READING PASSAGE:
+-------+

# Dash cleaning



## Terran200sx (Dec 30, 2004)

I know amourall is the devil, but my dash pad is in need of a SERIOUS cleaning, how do i clean and restore a shine without pulling moisture out of the dash?


----------



## Steve (Mar 13, 2006)

In desperate times i would use a bit of armour all on a rag then scrub it with a dry cloth until the shine is gone and it is left clean. Zymol also used to have a dash cleaner (maybe its still out, its good). Id do the same thing with that however Zymol would leave the interior smelling like sun tan oil (or coconuts)
Using soomething like armour all once in a while for a clean dash isnt a bad thing since unless you use one of those ghey windsheil visors the sun is kicking the shit out of your dash anyway.


----------



## thestunts200sx (Jul 11, 2005)

personally I think amourall is a good product .....

BUT, i use it in moderation... Lets say I clean my car today. Ill wipe down the interior with a warm cloth first ....then use amourall ....then next week....I use a somewhat damp cloth week after damp cloth, then armourall again the following week....this way its not building up ....and your slowly cleaning it away each week ....works really well....my interior is the orinal from 96...and up to now looks like its brand new, if not better ...

take care.


----------



## jobeken (Oct 3, 2005)

McGuire's dash foam seems to work pretty well


----------



## 200SushiX (Jul 12, 2002)

Meguiar's is the shit. Nice "neutral" smell, too.


----------



## sentrapower93 (May 11, 2002)

Vinylex works great, it cleans the surface and leaves a matte satin shine not wet/glossy. It's all i ever use for the dash/trim and tires, comes in a spray bottle or wipes. Good stuff.


----------



## psalm143 (Aug 21, 2005)

Iv Always used Armor All on mine, and it works fine. But like everyone else says, don't overdo it...


----------



## leigh08 (Aug 9, 2005)

yes, you may use some of these cleaners to clean your dash, just see to it that you use a right amount.. good luck


----------



## Dhunter (Jul 2, 2005)

Meguiers Quik Detail works great. Smells good too.


----------

+-------+

Labeled area outline entries:
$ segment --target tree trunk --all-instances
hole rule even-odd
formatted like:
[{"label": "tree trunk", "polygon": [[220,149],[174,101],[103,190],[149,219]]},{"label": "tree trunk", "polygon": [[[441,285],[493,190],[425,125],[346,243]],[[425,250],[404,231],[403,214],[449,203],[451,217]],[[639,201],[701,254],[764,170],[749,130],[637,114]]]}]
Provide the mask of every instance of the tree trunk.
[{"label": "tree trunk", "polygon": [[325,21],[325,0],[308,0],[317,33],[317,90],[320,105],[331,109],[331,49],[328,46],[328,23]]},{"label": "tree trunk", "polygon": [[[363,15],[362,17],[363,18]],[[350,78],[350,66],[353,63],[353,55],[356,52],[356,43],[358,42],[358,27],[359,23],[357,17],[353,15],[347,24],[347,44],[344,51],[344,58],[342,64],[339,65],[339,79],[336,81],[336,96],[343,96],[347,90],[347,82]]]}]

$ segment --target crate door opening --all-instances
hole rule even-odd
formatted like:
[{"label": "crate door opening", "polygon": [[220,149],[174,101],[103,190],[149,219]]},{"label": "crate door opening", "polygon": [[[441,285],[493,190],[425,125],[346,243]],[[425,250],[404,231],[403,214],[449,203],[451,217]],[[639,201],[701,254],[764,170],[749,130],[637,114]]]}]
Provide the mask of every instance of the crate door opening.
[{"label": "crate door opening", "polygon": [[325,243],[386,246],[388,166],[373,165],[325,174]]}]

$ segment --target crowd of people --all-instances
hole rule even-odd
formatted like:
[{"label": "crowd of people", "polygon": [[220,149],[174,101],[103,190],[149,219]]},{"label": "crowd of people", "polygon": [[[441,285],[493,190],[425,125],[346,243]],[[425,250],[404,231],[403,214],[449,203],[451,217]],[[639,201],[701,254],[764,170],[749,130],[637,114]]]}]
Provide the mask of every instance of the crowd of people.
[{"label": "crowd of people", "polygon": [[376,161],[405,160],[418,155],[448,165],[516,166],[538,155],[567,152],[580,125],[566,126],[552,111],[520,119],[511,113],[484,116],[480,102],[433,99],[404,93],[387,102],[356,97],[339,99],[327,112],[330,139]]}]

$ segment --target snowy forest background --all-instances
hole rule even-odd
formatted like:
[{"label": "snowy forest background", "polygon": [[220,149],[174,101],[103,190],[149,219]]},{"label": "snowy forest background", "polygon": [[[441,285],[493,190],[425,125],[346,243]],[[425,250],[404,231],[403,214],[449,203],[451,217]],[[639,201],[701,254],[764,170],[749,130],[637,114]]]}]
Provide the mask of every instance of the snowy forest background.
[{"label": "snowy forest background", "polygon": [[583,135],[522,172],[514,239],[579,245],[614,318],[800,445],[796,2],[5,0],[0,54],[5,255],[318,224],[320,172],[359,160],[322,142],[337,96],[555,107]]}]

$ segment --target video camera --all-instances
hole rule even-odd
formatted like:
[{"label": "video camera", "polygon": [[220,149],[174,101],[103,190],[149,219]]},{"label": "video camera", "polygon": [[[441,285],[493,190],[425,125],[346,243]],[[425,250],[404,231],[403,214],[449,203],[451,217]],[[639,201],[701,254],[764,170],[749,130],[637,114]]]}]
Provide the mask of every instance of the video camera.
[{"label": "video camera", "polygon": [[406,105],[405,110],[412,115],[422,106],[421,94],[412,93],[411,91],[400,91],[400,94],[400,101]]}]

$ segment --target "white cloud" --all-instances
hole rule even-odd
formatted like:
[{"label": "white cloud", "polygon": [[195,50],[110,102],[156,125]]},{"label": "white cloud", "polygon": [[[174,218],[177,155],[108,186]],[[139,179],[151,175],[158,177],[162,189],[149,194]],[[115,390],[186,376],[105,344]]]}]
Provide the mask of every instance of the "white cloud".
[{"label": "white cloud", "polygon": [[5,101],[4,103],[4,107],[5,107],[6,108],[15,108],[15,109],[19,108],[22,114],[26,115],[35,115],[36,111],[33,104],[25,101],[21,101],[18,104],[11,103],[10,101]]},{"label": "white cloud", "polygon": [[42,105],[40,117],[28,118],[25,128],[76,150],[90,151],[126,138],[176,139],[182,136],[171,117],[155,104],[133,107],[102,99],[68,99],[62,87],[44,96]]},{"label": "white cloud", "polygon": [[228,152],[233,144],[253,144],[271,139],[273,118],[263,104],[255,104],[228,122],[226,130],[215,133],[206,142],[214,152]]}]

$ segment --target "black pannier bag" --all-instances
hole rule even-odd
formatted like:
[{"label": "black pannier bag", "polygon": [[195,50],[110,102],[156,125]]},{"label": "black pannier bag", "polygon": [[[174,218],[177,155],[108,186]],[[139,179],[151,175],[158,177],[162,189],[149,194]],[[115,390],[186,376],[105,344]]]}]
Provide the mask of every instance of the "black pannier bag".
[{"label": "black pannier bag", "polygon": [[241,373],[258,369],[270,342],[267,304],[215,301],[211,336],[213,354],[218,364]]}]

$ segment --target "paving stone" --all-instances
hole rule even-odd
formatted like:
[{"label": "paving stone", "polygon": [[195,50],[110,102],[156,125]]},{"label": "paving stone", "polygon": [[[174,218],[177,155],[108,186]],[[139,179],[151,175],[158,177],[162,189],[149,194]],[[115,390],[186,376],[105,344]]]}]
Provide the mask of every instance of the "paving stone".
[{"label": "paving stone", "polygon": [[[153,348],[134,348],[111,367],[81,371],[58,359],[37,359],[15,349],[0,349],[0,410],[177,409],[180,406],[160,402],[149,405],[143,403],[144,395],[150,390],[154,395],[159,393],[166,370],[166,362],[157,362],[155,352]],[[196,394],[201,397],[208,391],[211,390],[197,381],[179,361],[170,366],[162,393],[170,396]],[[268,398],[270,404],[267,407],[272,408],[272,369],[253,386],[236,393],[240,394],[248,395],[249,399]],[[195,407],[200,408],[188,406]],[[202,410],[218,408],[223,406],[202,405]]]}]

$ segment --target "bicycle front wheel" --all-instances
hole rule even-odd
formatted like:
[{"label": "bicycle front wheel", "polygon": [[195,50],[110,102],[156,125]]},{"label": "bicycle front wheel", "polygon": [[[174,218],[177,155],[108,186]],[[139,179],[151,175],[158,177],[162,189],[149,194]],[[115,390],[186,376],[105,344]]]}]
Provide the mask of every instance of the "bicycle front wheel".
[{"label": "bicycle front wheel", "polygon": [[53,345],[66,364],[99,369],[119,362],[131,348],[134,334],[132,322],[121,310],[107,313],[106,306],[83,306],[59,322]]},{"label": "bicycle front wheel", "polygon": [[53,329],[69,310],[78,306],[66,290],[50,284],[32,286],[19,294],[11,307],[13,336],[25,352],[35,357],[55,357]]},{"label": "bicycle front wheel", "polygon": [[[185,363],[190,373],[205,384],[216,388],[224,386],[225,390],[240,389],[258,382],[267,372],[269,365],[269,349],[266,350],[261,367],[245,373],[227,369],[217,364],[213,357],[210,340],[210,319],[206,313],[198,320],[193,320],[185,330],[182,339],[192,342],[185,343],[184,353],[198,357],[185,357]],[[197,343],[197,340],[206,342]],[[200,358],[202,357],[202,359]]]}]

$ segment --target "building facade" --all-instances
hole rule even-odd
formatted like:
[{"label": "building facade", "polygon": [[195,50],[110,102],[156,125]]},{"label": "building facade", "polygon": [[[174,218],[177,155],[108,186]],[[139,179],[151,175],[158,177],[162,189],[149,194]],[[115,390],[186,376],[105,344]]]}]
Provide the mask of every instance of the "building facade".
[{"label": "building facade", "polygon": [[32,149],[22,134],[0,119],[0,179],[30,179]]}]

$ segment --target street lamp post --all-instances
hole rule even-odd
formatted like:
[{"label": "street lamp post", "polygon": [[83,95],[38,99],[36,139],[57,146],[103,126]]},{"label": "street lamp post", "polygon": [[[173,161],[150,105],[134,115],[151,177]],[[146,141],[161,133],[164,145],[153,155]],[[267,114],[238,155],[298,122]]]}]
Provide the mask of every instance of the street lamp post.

+-------+

DIRECTIVE: From the dash-cleaning thread above, copy the passage that begins with the words "I know amourall" and ends with the words "oil (or coconuts)".

WORKED SOLUTION:
I know amourall is the devil, but my dash pad is in need of a SERIOUS cleaning, how do i clean and restore a shine without pulling moisture out of the dash?


----------



## Steve (Mar 13, 2006)

In desperate times i would use a bit of armour all on a rag then scrub it with a dry cloth until the shine is gone and it is left clean. Zymol also used to have a dash cleaner (maybe its still out, its good). Id do the same thing with that however Zymol would leave the interior smelling like sun tan oil (or coconuts)